→ **What this task involves**: Reproduce every row below word for word, leaving out the pictures.

→ **Records shown**:
▼▼▼

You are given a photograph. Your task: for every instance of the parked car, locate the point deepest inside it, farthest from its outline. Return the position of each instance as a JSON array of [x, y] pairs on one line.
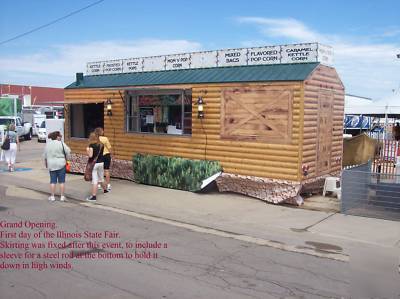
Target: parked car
[[42, 132], [23, 129]]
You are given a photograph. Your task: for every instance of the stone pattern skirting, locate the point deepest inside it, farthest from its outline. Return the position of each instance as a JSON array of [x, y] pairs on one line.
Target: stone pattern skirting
[[121, 169], [270, 190]]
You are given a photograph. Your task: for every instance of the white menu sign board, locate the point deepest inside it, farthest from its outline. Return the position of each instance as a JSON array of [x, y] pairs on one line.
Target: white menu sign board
[[203, 59], [264, 55], [177, 62], [94, 68], [132, 65], [299, 53], [154, 63], [232, 57], [112, 67], [325, 55]]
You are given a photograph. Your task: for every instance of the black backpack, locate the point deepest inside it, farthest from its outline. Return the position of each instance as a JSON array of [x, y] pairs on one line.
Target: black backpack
[[6, 144]]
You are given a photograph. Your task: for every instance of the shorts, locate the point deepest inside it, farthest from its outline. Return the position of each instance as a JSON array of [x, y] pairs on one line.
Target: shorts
[[107, 161], [98, 173], [57, 175]]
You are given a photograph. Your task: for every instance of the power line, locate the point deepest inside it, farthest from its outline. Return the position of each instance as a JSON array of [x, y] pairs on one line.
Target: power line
[[50, 23]]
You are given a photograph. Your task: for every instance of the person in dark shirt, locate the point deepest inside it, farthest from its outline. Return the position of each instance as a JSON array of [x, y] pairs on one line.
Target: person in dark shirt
[[396, 132], [95, 151]]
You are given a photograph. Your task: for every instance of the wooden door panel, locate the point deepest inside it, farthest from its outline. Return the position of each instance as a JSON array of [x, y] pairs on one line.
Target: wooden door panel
[[257, 114]]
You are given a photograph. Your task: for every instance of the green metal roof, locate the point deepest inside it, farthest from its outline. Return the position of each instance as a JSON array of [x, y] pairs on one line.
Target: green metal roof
[[256, 73]]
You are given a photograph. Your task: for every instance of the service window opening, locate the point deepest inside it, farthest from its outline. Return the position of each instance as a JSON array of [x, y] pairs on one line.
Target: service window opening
[[84, 118], [160, 112]]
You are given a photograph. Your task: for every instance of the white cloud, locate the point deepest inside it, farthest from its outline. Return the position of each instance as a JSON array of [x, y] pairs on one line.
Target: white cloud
[[63, 61], [366, 69], [289, 28]]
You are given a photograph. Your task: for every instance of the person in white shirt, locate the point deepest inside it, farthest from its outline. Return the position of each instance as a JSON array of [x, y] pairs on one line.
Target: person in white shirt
[[55, 155]]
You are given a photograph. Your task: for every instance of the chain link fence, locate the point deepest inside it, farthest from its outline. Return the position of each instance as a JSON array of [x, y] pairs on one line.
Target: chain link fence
[[370, 194]]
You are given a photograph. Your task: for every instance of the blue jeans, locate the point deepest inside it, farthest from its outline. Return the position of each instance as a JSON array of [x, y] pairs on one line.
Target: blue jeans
[[57, 175]]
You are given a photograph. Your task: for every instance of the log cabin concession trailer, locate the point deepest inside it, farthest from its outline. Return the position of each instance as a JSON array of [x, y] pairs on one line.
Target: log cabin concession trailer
[[271, 117]]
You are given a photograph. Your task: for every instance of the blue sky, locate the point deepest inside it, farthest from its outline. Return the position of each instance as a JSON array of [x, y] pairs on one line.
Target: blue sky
[[365, 35]]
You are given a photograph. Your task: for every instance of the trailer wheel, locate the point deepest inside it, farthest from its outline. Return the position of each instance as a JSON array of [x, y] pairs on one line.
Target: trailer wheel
[[29, 135]]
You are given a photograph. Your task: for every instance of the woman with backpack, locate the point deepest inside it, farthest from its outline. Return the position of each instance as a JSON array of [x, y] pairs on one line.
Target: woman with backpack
[[55, 158], [96, 160], [10, 150]]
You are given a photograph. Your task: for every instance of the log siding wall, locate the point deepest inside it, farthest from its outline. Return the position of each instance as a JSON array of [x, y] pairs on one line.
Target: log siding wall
[[255, 158], [280, 161], [323, 79]]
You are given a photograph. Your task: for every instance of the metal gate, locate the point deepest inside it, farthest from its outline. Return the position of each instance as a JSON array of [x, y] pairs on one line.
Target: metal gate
[[370, 194]]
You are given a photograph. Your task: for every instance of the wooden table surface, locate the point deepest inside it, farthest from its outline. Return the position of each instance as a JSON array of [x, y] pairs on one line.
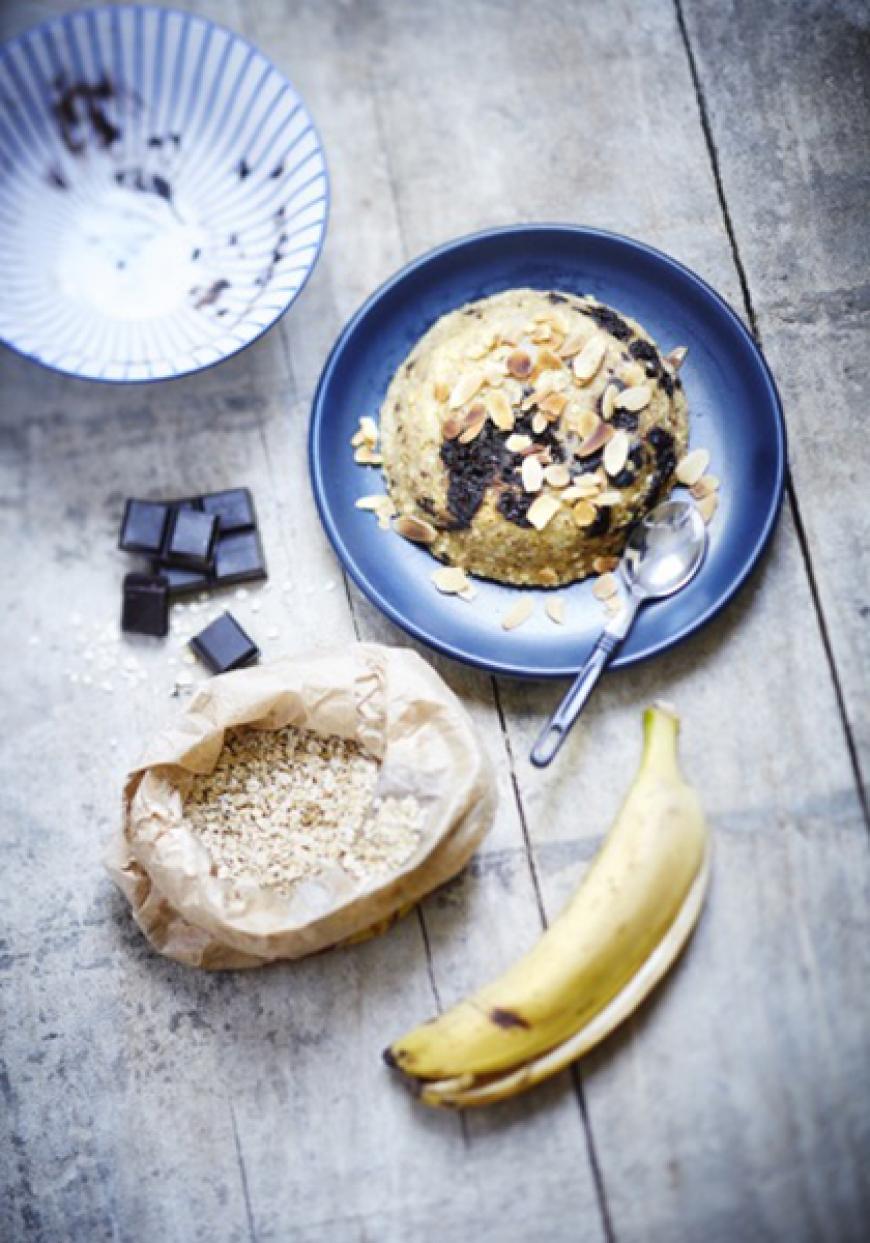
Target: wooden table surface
[[149, 1101]]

▲▲▲

→ **Exercise solution**:
You are given a photograph. Your task: for every instance of the parked car, locate the point deepest inside it, farthest from its outline. Return the position of each instance as a JSON array of [x, y] pairs on one line.
Target: parked car
[[42, 132], [23, 129]]
You are given a photograph. Your task: for every instance of the stone pattern skirting, locate the point deepest inside it, farthest from its outline. Return the position of each instance as a JSON array of [x, y] pairs on one line.
Target: stone pattern skirting
[[121, 169], [270, 190]]
You are given a photograph. Your task: for every instance of the white menu sign board, locate the point deepest inside it, farthest from its outline. Return the position of each instance as a JSON array of [x, y] pairs on one line.
Target: white menu sign board
[[203, 59], [264, 55], [177, 62], [94, 68], [132, 65], [299, 53], [154, 63], [232, 57], [112, 67], [325, 55]]
You are given a photograph. Your task: for every instance of the black backpack, locate the point deepest inside it, farthest from its outline. Return the position of each instance as a JSON array of [x, y] pairs on one line.
Target: black backpack
[[6, 144]]
You are given a photograph. Your task: for every instance of the shorts, locate the point deepest inside it, farthest from its outline. Return the position of each instance as a JSON array of [x, y] pairs on one line.
Target: shorts
[[107, 161], [98, 173], [57, 175]]
You are given a photograph. Your task: for every instance of the power line, locate the point deepest inside it, farthest from its outline. Return the position of each instance as a JSON array of [x, y] pairs on one line.
Target: power line
[[50, 23]]
You are given a photograph. Your task: for every instance of the person in dark shirt, locate the point deepest inside it, farthest from its outline. Return the position of each instance as a JSON array of [x, y] pairs on one line.
Target: person in dark shirt
[[396, 132], [95, 151]]
You are given a photograph. Your task: for every instance of the wooden door panel, locate the point deepest inside it, farthest from its outline. Return the position of each instance as a JSON array of [x, y] pairs on one line.
Target: wooden door panel
[[257, 114]]
You are given a photograph. Your task: for every instance of the green metal roof, locate the point deepest inside it, farthest from its outline. Return the position of each instance as a JSON array of [x, y] pairs on one line.
Target: green metal roof
[[256, 73]]
You are given a photograph. Your task: for every instance of the service window opening, locate the point deepest inside it, farthest from its outline. Return the position of each instance as a JSON array of [x, y] pairs on one line.
Target: service window opening
[[84, 118], [160, 112]]
You are given a photograph. Your task: for every instance of the white cloud, locate the point deepest inside it, farthest from its outline. Return the position of each instance as a JSON array of [x, y] pairs on one line.
Target: white cloud
[[63, 61], [366, 69], [289, 28]]
You are given a photograph. Your task: for every instance of the person in white shirt, locate the point deepest inside it, farthest from its outline. Return the position of each instance as a JSON array of [x, y] pairs on one line.
Target: person in white shirt
[[55, 155]]
You are given a photograph. Your task: for every instance of the chain link fence, locate the point deepest inside it, farthest from its outline. Return the position of each instance as a JSON array of [x, y] pairs on one line.
Target: chain link fence
[[370, 194]]
You are given a photograph. Your task: for every instance of the blue jeans, locate the point deepest inside it, farthest from its outline. Return the position of each instance as a JSON array of [x, y] pairs on one line.
Target: blue jeans
[[57, 175]]
You are given a photograph. Your task: for every instance of the log cabin concession trailer, locate the point deepest inside it, farthest from its outline. Return the position of each instance as a JSON array of [x, y] pairs on one line.
Target: log cabin concession trailer
[[271, 117]]
You are given a photograph. Your task: for every instance of the blue sky, locate the point deepest inside it, farthest from its outline. Return the position of each instance as a JSON array of [x, y] pairs on one line.
Target: blue sky
[[365, 35]]
You are given a photograph. Your task: for every instance of the trailer wheel, locate the point deepest inside it, farthest from its outline. Return the position of each instance as a JSON array of [x, y] pairs on one line.
Target: trailer wheel
[[29, 135]]
You are given a photograph. Your task: for every instance of the woman with backpack, locate the point deepest inside it, farthest from its outline. Return the position of each instance as a JSON array of [x, y] pairs on one line.
Target: woman with backpack
[[55, 158], [96, 160], [10, 150]]
You are given a photograph. Your task: for every instance of the log siding wall, locate the point deepest inside it, farthest from its outline. Return the position of each instance as a JSON array of [x, y] pairs on one line.
Target: log siding wall
[[255, 158], [280, 161], [323, 79]]
You are given a photograph. Your task: for every instance of the metal gate, locate the point deepest inside it, farthest from its outline. Return the position of each instance as a JSON array of [x, y] pairs on one line.
Target: metal gate
[[370, 194]]
You are given a photograph. Your task: for every instance of the wooden table surface, locate the point deepest inside it, farthest from its outline. Return the position of each instance as a JSON array of [x, y] pairs on one line.
Target: wooden table surface
[[149, 1101]]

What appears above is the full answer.